Referring expression pointing data
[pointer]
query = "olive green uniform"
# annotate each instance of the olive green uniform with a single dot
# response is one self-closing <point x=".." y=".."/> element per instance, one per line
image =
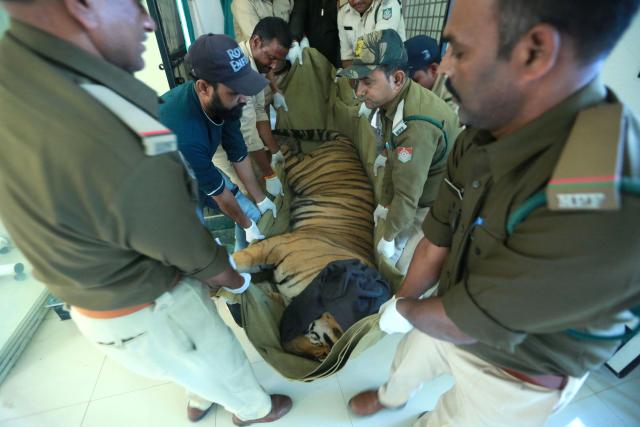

__Your instructions__: Check each line of the data above for the string "uniform", and copy the ones that have it.

__Task output__:
query = "olive green uniform"
# annotate each instance of the olive green uniform with a single dot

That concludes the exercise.